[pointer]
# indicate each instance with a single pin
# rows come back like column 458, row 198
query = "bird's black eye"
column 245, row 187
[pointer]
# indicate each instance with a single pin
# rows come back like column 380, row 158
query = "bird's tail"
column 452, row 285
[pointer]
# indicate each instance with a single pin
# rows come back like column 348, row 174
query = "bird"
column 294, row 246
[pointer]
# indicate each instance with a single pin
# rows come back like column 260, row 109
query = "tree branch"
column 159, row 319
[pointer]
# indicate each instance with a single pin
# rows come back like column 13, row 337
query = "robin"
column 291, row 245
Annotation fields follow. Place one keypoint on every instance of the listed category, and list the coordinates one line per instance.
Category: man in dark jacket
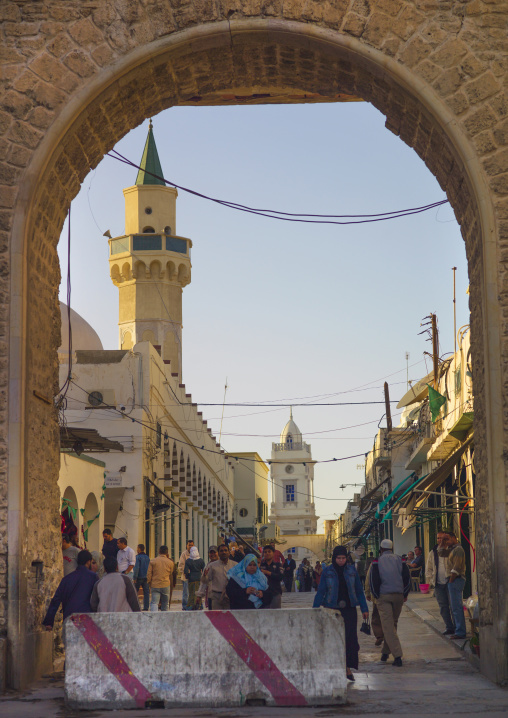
(139, 574)
(272, 571)
(389, 585)
(110, 547)
(73, 592)
(288, 570)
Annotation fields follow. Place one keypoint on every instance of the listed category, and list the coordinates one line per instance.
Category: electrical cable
(223, 453)
(65, 386)
(289, 216)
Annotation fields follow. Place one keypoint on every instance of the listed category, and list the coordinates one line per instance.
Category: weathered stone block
(85, 33)
(80, 63)
(481, 88)
(449, 54)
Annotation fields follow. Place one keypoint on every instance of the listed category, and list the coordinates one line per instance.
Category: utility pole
(387, 408)
(454, 269)
(435, 349)
(222, 417)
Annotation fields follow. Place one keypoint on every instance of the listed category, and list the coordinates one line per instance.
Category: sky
(288, 312)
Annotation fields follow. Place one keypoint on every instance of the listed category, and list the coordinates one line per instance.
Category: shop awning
(433, 480)
(373, 493)
(401, 496)
(418, 392)
(397, 490)
(462, 427)
(79, 440)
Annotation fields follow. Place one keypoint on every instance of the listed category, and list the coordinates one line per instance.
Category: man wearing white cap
(389, 585)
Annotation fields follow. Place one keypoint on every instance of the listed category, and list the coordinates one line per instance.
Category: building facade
(251, 491)
(170, 481)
---
EXERCISE PROMPT:
Leaving the images behind, set down every entry word for word.

YOUR SOLUTION:
[pointer]
# indicate each instance with a single pin
# rows come back like column 458, row 198
query = "bird's black eye"
column 245, row 187
[pointer]
# indicate each instance with a single pin
# rows come back like column 380, row 158
query = "bird's tail"
column 452, row 285
[pointer]
# indicate each instance with a single pin
# rows come back like column 348, row 174
query = "bird"
column 294, row 246
[pointer]
# indicate each instance with a single pin
# rows come back like column 260, row 109
query = "tree branch"
column 159, row 319
[pointer]
# indicate each instance with a single pin
# rows come back like column 13, row 337
query = "robin"
column 291, row 245
Annotation fields follow. Place one keypoint on every instance of the listed category, and list the coordinates one line per instance.
Category: man in dark jacket
(139, 574)
(272, 571)
(389, 585)
(110, 547)
(73, 592)
(288, 570)
Annotation fields follow. Place one keypoint on every instance of the listed category, and list the coordinates one line per instance.
Category: electrical cable
(223, 453)
(65, 386)
(289, 216)
Annotation fields follow. Place one keypoint on every instance of the listed category, and list the coordinates one line per instance.
Category: weathered stone block
(85, 33)
(80, 63)
(481, 88)
(449, 54)
Annotation fields follow. Place one keypoint on every instance of the listed category, and list the coordinates one line per instance.
Category: utility pole
(387, 408)
(454, 269)
(435, 349)
(222, 417)
Annotation fields follow. Place one keypoint on every instance of the listed category, and list the coordinates one line per instance.
Category: sky
(288, 312)
Annotation fields follow. Place one keypoint on every instance of the listed category, and list the coordinates one line per instance.
Category: shop awning
(433, 480)
(373, 493)
(401, 496)
(418, 392)
(397, 490)
(462, 427)
(79, 440)
Annotation fields follow. Place one keypoint on every instance of the listed category, and list the coordinates one line per instance.
Category: man wearing white cap
(389, 585)
Annotation fields follow. Place one keypoint on every instance of the listed category, and list the coordinates one line per instance.
Category: building facade
(251, 491)
(170, 481)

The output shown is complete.